**Exercise aim:**
Scan the entries below and return each line that contains "church".

**Data records:**
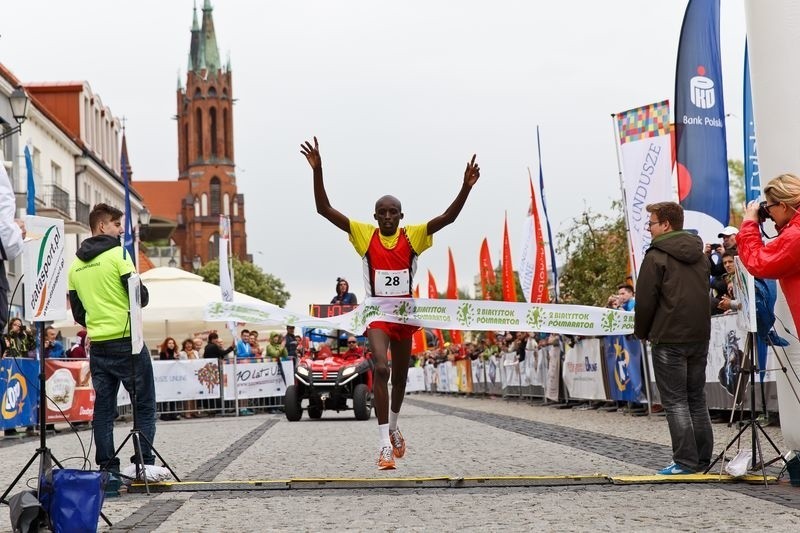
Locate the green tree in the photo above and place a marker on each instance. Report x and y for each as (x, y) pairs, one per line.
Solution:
(496, 290)
(251, 280)
(596, 250)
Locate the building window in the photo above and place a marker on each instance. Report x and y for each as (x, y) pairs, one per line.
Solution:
(185, 147)
(215, 194)
(226, 151)
(55, 173)
(213, 118)
(199, 133)
(213, 247)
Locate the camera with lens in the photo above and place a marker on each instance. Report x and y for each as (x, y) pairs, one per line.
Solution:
(763, 213)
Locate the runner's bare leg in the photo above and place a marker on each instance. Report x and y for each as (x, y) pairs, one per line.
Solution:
(401, 355)
(379, 342)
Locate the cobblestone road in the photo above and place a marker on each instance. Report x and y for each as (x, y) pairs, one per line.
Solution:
(447, 436)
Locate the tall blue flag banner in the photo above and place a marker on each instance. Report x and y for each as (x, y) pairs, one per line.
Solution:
(547, 221)
(18, 392)
(31, 210)
(702, 157)
(128, 246)
(752, 179)
(623, 357)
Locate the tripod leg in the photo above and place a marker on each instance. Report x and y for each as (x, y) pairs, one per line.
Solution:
(19, 476)
(728, 447)
(163, 462)
(141, 469)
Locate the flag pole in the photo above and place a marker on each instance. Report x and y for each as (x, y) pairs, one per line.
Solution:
(631, 255)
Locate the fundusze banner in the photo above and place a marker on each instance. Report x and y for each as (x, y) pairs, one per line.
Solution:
(18, 392)
(442, 314)
(45, 277)
(645, 149)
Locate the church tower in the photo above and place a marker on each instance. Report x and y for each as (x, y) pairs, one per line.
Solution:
(205, 150)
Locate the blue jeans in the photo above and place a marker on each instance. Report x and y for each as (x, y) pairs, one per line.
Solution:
(680, 371)
(110, 362)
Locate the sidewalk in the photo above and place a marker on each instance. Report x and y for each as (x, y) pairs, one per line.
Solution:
(447, 436)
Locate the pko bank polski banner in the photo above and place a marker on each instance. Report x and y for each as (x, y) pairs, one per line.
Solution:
(645, 151)
(45, 276)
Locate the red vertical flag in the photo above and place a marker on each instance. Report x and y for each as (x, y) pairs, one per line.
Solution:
(452, 292)
(539, 294)
(434, 294)
(486, 270)
(509, 286)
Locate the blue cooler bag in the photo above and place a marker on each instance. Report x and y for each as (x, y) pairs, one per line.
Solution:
(73, 499)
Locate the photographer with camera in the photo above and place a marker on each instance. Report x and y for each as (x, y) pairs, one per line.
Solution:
(780, 258)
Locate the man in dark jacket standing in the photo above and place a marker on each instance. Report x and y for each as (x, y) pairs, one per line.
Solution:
(672, 312)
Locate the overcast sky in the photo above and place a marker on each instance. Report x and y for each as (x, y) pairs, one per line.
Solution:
(400, 95)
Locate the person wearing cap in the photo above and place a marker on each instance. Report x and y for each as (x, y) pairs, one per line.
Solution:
(389, 255)
(728, 236)
(343, 294)
(290, 342)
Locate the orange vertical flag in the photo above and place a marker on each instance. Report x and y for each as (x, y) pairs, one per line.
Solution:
(418, 344)
(486, 270)
(509, 285)
(434, 294)
(452, 292)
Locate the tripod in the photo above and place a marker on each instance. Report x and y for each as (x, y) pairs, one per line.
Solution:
(750, 365)
(136, 435)
(43, 453)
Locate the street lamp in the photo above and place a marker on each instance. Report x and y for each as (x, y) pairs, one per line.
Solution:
(19, 110)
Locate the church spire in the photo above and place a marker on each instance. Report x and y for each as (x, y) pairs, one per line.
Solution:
(194, 46)
(210, 52)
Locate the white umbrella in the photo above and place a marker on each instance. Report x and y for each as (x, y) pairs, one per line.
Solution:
(177, 306)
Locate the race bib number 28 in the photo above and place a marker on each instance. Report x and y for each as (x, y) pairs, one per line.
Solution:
(392, 282)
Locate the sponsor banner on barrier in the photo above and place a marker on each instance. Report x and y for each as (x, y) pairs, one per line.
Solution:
(623, 357)
(583, 372)
(415, 381)
(442, 314)
(191, 379)
(18, 392)
(257, 380)
(70, 396)
(464, 375)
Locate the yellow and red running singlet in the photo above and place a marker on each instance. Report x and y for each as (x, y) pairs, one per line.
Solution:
(389, 262)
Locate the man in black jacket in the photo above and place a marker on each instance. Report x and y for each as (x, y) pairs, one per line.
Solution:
(672, 312)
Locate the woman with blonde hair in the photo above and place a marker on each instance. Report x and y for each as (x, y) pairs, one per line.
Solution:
(779, 258)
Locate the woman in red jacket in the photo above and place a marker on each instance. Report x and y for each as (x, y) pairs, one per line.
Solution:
(779, 258)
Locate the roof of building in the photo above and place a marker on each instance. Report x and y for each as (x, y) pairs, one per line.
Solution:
(162, 198)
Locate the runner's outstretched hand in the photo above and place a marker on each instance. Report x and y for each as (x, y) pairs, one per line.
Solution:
(471, 174)
(312, 154)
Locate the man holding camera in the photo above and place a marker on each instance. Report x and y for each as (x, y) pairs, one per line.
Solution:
(672, 312)
(98, 294)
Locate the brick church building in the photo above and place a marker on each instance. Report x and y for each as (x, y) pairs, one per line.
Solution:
(184, 228)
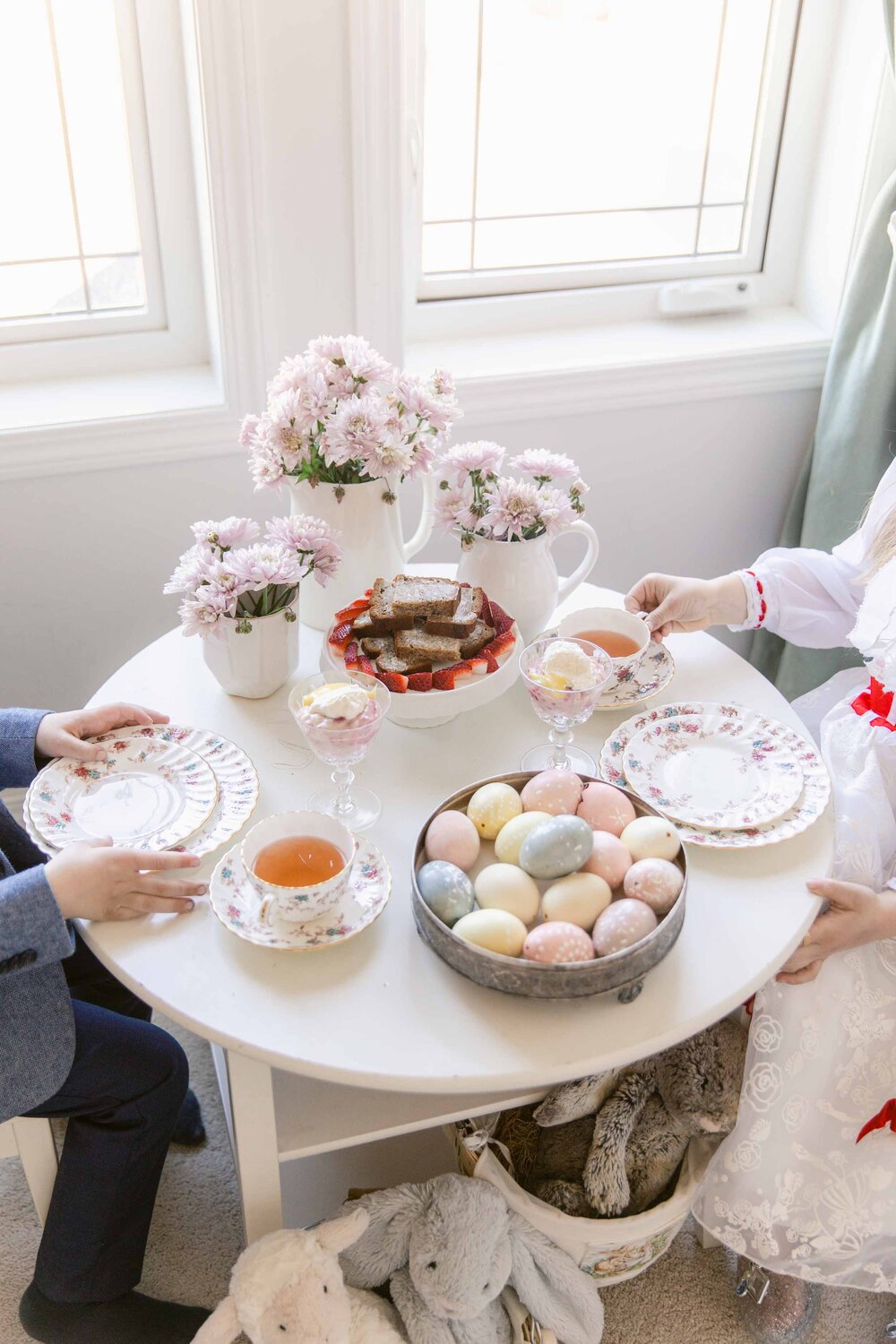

**Output of the task:**
Locate the church tower in the photo above and place a marker on each instance. Report x and y for each as (x, y) pairs, one per line.
Locate the church spire in the photo above and place a marker on each instance. Report x and y for each as (x, y) pairs, one per line.
Locate the brick church building in the photo above and place a marker on each instance. Report x and y for each as (x, y) pairs, one per line.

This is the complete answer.